--- Start Source data ---

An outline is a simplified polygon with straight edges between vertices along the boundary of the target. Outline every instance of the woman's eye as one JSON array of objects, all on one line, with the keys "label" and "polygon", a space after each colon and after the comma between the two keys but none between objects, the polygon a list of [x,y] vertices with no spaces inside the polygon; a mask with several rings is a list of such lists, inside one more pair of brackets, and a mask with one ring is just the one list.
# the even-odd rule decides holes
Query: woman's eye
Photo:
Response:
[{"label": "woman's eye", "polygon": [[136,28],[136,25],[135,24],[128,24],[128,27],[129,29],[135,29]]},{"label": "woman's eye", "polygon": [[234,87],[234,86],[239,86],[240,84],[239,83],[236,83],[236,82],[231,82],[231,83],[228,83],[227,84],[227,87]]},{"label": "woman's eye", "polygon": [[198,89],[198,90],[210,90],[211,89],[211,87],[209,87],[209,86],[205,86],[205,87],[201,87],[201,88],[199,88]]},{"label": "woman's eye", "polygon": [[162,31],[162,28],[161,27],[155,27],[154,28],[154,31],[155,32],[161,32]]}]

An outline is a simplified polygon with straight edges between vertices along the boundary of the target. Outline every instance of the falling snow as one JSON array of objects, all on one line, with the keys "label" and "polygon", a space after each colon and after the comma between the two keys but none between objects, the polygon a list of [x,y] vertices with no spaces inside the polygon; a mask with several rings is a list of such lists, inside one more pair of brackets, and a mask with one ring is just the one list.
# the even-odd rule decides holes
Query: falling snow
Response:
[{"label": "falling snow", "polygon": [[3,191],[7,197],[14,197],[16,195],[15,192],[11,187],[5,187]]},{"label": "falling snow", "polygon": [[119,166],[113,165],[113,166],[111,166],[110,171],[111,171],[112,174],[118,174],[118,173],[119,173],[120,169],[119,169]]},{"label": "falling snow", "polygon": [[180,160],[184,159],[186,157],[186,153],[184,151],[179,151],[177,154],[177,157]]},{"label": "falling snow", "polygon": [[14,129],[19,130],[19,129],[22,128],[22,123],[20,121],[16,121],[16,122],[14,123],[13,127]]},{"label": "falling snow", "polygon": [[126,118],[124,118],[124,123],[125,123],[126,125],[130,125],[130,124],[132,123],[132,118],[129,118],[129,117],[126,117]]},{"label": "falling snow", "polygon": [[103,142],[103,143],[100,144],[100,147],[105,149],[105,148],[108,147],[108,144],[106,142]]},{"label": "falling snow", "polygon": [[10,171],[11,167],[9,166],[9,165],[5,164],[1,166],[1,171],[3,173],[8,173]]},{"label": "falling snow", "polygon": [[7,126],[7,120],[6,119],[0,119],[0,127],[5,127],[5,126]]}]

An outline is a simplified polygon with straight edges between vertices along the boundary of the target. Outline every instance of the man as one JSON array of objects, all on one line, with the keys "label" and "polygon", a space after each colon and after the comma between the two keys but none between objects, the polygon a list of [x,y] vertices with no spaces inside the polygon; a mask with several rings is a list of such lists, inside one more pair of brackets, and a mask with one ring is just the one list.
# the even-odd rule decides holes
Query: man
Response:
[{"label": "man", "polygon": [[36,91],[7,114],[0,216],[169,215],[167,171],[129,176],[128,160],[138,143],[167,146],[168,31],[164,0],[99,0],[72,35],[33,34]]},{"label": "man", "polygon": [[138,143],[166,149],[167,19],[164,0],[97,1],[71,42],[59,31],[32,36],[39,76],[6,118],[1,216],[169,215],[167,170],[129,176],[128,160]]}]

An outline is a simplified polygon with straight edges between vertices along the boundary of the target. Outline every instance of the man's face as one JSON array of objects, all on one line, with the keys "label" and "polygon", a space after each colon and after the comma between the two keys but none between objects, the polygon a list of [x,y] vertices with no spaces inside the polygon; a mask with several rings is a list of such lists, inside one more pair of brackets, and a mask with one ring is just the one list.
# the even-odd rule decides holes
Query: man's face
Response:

--- End Source data ---

Can you write out, word for word, the lines from the one containing "of the man's" through the last line above, both included?

An outline is a simplified polygon with straight edges between vertices along the boundary of the target. Outline every instance of the man's face as one JSON array of objects, all on one line, with the keys "label" and "polygon", a space after each colon and after the comma between the two keys but none between objects, the polygon a list of [x,y] vertices with no spaces inside the polygon; a mask with several rings is a list of such lists, inside one more pair of brackets, and a mask with one ring is just the one list.
# the even-odd rule decides holes
Query: man's face
Response:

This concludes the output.